What to work on => Return the records below from the line containing "white and blue" onward, exactly, through and including the last line.

— begin Data to process —

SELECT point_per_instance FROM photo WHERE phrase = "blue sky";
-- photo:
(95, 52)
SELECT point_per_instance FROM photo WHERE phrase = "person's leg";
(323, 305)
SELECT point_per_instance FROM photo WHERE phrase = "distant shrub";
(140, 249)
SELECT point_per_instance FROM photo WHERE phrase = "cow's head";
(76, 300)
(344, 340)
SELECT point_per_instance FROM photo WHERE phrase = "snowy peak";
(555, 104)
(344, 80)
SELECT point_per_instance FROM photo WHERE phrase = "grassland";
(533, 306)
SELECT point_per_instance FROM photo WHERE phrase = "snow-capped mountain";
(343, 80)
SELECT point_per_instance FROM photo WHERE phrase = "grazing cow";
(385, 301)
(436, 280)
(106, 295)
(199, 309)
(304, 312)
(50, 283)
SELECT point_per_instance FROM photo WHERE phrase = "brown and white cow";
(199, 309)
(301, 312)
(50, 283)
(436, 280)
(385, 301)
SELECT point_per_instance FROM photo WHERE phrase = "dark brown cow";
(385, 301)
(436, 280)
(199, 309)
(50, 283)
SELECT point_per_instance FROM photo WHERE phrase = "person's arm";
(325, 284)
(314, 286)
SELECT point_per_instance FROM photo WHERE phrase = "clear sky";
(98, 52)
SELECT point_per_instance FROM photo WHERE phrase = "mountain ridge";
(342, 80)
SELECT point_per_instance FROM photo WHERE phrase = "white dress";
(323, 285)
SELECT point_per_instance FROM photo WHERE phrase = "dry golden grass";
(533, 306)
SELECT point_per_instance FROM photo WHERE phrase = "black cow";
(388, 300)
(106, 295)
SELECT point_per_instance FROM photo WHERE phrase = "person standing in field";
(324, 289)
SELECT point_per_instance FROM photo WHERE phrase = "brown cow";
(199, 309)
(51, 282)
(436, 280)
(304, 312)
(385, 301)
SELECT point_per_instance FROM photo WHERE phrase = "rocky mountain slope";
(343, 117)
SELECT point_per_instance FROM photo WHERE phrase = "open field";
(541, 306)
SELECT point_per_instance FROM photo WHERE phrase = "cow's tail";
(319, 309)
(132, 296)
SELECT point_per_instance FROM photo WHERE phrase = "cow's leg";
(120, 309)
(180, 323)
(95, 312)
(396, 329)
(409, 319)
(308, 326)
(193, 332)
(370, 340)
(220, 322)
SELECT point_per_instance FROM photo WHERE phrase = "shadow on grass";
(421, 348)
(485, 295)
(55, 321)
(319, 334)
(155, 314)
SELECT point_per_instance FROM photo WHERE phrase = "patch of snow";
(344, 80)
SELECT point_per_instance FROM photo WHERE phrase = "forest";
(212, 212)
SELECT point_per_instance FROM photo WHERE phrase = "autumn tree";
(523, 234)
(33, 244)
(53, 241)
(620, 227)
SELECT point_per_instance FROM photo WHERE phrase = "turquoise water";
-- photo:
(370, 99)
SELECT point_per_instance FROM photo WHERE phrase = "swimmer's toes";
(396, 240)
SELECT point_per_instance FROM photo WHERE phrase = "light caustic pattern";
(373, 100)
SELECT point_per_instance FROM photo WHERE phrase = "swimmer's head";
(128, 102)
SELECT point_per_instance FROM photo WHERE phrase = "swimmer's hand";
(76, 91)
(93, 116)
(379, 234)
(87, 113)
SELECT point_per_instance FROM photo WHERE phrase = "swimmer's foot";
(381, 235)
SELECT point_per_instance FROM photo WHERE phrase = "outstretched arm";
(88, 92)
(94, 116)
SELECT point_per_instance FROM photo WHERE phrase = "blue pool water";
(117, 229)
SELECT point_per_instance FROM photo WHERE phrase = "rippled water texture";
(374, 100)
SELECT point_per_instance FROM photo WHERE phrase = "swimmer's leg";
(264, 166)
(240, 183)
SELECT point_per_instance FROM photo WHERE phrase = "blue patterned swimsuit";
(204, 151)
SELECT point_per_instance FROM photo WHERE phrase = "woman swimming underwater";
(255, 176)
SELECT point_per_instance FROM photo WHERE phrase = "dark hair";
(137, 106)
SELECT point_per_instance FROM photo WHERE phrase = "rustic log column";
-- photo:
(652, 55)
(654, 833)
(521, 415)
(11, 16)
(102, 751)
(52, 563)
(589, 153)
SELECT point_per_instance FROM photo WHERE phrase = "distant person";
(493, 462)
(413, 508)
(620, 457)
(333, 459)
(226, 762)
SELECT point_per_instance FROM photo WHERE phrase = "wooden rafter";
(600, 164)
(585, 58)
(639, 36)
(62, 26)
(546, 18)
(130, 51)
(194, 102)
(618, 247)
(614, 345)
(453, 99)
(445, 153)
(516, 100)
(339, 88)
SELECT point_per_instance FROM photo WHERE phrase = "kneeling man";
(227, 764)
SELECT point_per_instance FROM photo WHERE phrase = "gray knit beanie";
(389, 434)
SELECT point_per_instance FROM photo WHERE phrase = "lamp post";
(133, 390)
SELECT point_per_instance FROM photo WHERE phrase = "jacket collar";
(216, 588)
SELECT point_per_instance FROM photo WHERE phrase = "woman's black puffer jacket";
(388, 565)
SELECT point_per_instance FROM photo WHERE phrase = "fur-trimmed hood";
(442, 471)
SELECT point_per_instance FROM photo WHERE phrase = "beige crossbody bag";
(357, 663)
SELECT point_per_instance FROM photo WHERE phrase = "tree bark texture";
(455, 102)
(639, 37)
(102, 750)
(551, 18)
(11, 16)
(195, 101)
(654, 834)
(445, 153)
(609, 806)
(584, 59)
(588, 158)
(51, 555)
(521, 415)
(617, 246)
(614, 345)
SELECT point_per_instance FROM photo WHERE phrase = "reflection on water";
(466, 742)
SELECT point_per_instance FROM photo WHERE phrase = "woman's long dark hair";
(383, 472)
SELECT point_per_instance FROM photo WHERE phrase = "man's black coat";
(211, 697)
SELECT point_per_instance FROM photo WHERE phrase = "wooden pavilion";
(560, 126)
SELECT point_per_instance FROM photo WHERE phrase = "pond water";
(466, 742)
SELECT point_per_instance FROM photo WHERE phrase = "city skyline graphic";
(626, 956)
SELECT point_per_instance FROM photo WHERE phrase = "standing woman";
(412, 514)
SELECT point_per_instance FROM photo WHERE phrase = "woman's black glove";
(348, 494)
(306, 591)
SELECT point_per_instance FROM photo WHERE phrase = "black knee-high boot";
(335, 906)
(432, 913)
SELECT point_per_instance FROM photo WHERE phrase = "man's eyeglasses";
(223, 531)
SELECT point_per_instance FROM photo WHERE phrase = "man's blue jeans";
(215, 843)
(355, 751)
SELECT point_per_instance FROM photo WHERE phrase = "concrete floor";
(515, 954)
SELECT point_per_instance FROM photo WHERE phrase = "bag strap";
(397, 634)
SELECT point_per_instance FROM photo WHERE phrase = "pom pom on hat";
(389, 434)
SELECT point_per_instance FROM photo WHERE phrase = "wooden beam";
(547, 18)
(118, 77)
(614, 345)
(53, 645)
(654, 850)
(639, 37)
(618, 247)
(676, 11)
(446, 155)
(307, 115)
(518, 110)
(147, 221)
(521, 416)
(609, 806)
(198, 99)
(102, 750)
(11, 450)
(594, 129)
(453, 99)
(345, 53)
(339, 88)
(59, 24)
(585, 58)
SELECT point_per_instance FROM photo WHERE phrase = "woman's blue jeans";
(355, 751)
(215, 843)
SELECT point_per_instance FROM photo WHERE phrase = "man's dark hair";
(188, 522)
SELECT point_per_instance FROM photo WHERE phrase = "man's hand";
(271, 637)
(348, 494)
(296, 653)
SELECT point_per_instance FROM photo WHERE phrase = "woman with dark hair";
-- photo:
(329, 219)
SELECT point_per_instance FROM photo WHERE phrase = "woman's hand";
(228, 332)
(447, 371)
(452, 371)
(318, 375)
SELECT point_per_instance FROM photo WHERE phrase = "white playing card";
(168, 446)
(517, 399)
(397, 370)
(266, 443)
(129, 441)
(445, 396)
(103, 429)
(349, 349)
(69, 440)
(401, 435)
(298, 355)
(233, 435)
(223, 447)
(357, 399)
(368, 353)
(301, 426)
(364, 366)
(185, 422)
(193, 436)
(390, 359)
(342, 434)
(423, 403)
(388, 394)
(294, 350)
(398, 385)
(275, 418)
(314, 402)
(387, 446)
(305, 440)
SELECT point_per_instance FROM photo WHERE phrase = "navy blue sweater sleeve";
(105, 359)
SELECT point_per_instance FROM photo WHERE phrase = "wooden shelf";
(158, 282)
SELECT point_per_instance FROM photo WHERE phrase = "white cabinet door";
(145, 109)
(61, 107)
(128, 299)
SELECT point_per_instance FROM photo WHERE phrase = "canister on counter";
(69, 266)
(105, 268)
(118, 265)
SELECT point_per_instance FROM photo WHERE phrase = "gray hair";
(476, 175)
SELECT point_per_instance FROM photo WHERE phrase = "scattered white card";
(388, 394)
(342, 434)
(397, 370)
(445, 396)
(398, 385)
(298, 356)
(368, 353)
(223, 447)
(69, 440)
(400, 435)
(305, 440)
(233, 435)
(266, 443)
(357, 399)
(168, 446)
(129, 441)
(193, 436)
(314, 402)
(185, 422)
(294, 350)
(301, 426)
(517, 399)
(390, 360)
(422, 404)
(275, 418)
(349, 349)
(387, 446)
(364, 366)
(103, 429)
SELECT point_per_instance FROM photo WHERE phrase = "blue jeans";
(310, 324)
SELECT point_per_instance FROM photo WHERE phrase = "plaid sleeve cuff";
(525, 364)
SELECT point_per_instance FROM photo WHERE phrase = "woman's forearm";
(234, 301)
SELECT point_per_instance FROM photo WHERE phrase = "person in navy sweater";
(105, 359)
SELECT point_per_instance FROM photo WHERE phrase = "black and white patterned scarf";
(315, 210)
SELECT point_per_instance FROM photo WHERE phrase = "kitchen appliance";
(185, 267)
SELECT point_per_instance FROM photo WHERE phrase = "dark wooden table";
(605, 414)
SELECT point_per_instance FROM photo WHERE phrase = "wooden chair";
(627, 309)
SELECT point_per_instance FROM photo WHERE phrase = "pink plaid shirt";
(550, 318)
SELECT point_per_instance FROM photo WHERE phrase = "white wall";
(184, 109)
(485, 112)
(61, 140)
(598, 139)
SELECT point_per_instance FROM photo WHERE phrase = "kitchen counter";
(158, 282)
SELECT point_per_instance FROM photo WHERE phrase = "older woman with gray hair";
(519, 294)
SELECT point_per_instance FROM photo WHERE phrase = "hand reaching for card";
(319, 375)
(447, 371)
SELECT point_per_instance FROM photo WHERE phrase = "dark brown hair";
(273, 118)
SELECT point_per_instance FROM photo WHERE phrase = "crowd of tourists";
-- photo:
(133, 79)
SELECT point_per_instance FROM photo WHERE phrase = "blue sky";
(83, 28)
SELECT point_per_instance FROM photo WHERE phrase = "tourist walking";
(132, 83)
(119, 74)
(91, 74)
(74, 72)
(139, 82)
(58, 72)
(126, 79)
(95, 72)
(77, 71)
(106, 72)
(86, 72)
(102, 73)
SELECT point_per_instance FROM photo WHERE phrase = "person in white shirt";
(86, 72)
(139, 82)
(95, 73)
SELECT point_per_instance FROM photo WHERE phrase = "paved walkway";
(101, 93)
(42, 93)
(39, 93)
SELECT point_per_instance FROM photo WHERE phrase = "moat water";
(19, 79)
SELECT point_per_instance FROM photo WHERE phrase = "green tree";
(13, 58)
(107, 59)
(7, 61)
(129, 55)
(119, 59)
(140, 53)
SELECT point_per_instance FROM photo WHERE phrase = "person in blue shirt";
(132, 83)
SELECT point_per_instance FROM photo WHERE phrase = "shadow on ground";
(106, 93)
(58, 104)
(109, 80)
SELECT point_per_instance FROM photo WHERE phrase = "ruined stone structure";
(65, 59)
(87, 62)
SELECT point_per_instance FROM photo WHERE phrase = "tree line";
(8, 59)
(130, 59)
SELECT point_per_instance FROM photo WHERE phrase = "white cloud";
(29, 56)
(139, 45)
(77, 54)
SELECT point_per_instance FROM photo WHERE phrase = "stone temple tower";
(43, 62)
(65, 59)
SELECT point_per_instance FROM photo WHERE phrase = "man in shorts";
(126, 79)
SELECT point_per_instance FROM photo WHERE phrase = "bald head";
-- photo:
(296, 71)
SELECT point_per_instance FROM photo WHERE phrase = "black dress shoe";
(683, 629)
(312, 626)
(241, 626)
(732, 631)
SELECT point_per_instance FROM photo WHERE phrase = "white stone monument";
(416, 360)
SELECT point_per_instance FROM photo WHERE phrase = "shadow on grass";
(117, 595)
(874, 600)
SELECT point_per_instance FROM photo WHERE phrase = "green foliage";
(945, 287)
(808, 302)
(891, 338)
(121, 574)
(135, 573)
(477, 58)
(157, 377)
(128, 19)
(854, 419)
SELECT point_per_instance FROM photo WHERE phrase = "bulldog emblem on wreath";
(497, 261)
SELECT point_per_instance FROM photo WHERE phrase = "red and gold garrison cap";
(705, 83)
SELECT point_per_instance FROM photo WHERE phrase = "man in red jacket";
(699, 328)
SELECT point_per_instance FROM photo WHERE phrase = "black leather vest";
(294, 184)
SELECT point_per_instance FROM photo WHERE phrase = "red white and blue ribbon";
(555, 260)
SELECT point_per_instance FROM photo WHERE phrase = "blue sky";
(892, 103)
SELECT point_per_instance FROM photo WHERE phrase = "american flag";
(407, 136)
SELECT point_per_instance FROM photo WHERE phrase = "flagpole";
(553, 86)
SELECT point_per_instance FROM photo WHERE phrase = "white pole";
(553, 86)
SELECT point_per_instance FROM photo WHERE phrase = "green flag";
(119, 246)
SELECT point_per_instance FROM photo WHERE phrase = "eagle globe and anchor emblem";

— end Data to process —

Written response =>
SELECT point_per_instance FROM photo WHERE phrase = "red white and blue ribbon";
(555, 260)
SELECT point_per_instance FROM photo WHERE phrase = "blue sky";
(892, 103)
SELECT point_per_instance FROM photo WHERE phrase = "american flag";
(407, 136)
SELECT point_per_instance FROM photo WHERE phrase = "flagpole";
(553, 86)
SELECT point_per_instance FROM photo WHERE phrase = "white pole";
(553, 86)
SELECT point_per_instance FROM photo WHERE phrase = "green flag";
(119, 246)
SELECT point_per_instance FROM photo WHERE phrase = "eagle globe and anchor emblem";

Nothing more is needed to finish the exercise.